● WORKING DATA
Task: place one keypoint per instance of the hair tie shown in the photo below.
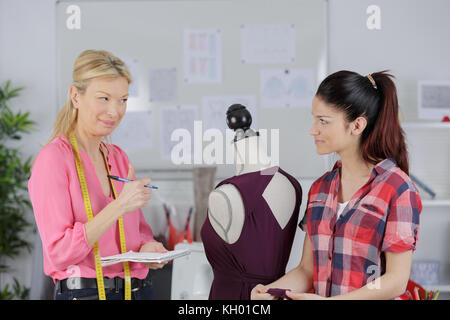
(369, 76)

* * *

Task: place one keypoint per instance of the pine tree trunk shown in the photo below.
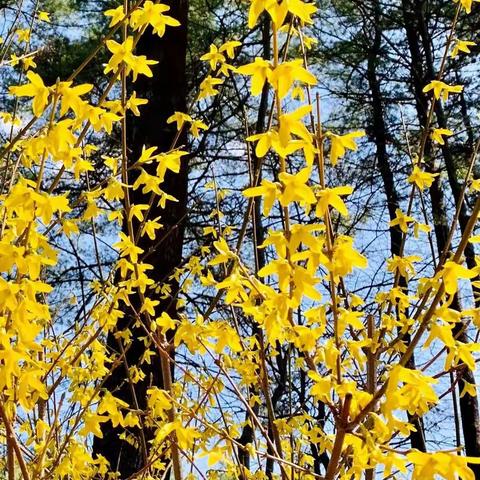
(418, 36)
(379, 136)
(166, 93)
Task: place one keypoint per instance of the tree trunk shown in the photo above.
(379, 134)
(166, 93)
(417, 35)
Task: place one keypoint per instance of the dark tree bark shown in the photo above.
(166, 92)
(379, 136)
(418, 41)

...

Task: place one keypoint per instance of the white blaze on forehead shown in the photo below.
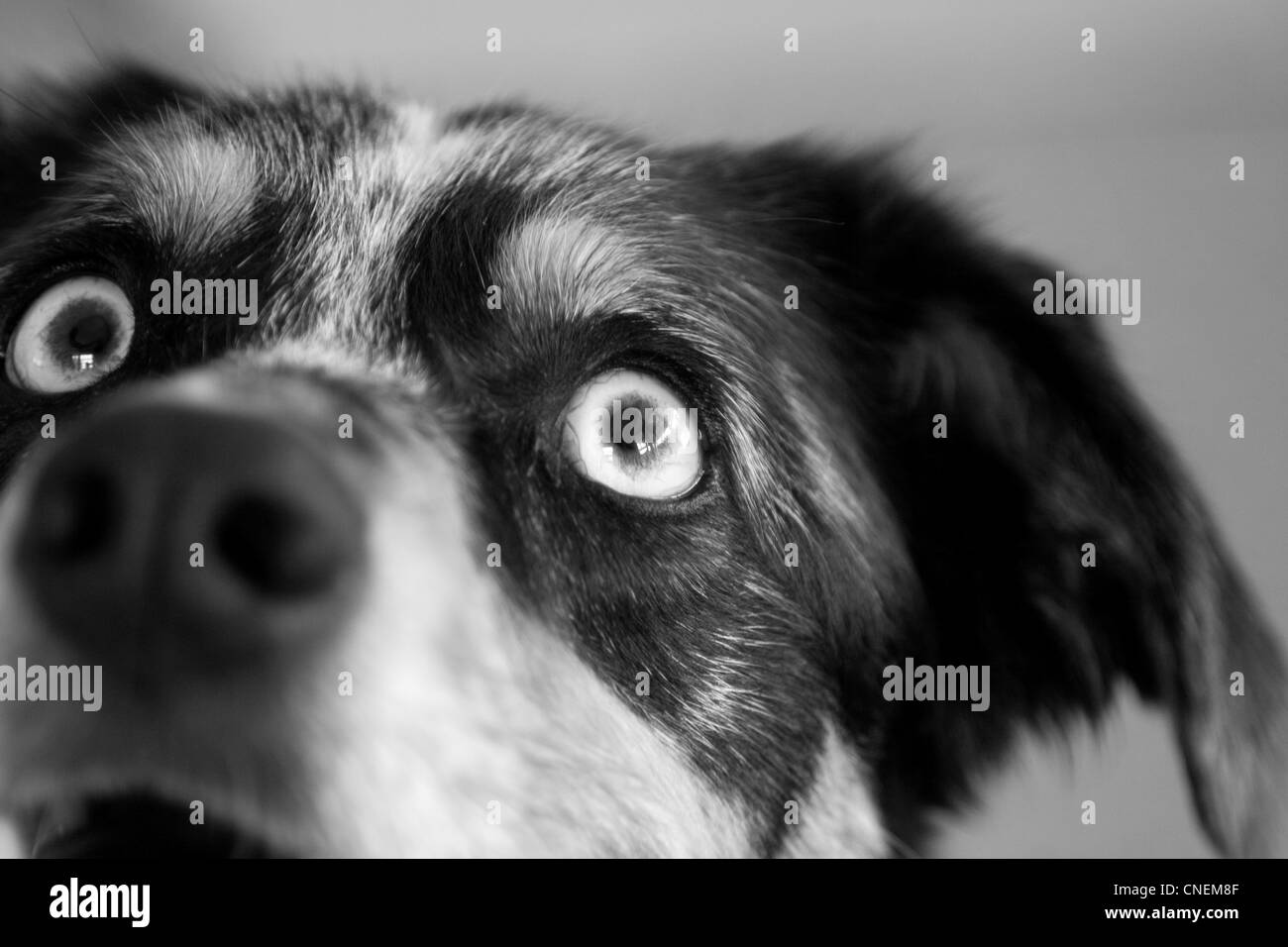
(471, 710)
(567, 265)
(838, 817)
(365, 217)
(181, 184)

● GIVEN PROBLEM
Pick out each line in the items above that contains the word "Task", and copy those lines in their original order.

● FINISHED EXERCISE
Task: place one keypoint per instance of the hair tie shown in the photo below.
Task: place one keypoint per instance of the pine tree trunk shown in the photo below.
Task: place one keypoint per instance of the tree trunk shown in the photo above.
Task: place one keypoint per instance of the dark tree bark shown in the photo above.
Task: place one keypoint per instance of the white blaze on forehead shown in the photo below.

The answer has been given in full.